* **TASKS TO COMPLETE**:
**A)** Print the part of the passage on virtue between "This distinction is" and "that really matters.", inclusive, word for word.
**B)** Locate every line in the entries below that contains the string "grassy" and copy each such line. Letter case counts.

* **ARTICLE**:
This distinction is important for the following reason. If we thought only of the particular actions we might encourage three wrong ideas.

 

(1) We might think that, provided you did the right thing, it did not matter how or why you did it—whether you did it willingly or unwillingly, sulkily or cheerfully, through fear of public opinion or for its own sake. But the truth is that right actions done for the wrong reason do not help to build the internal quality or character called a “virtue,” and it is this quality or character that really matters.

 

(2) We might think that God wanted simply obedience to a set of rules: whereas He really wants people of a particular sort.

 

(3) We might think that the “virtue” were necessary only for this present life—that in the other world we could stop being just because there is nothing to quarrel about and stop being brave because there is no danger. Now it is quite true that there will probably be no occasion for just or courageous acts in the next world, but there will be every occasion for being the sort of people that we can become only as the result of doing such acts here.

 

The point is not that God will refuse you admission to His eternal world if you have not got certain qualities of character: the point is that if people have not got at least the beginnings of those qualities inside them, then no possible external conditions could make a “Heaven” for them—that is, could make them happy with the deep, strong, unshakable kind of happiness God intends for us.

 

Somehow we need to train in the virtues as a want to be tennis player trains in tennis.

Frances Comment:

I have always thought highly of Iris Murdoch’s definition of love. It is deeply Christian, when you meditate on it. She said, “Love is the supremely difficult realization that another person is real.’’

Casey Comment:

This section opens with an idea I like very much. That morality is the code for running the human machine.

* **SUPPLIED RECORDS**:
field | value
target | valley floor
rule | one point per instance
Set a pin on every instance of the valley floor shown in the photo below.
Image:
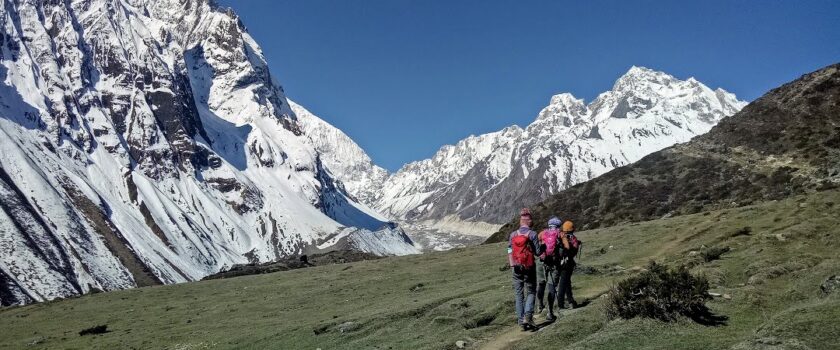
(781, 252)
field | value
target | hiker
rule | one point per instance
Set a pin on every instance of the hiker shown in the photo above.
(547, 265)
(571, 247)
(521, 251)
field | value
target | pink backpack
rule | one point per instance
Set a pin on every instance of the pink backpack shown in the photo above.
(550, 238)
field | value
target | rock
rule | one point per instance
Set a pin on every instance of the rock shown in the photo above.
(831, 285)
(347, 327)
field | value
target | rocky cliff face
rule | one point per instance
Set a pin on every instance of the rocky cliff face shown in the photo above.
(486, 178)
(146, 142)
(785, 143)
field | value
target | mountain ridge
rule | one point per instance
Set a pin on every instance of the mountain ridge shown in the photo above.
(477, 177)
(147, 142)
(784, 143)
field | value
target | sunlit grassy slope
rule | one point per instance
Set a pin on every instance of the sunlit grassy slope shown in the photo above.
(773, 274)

--

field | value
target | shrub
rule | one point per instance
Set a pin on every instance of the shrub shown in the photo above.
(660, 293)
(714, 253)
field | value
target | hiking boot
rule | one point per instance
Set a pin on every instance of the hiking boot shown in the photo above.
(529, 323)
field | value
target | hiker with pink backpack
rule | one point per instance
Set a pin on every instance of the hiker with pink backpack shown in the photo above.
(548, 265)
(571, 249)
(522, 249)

* **TASK-BY-TASK SOLUTIONS**:
**A)**
This distinction is important for the following reason. If we thought only of the particular actions we might encourage three wrong ideas.

 

(1) We might think that, provided you did the right thing, it did not matter how or why you did it—whether you did it willingly or unwillingly, sulkily or cheerfully, through fear of public opinion or for its own sake. But the truth is that right actions done for the wrong reason do not help to build the internal quality or character called a “virtue,” and it is this quality or character that really matters.

**B)**
target | sunlit grassy slope
Set a pin on every instance of the sunlit grassy slope shown in the photo above.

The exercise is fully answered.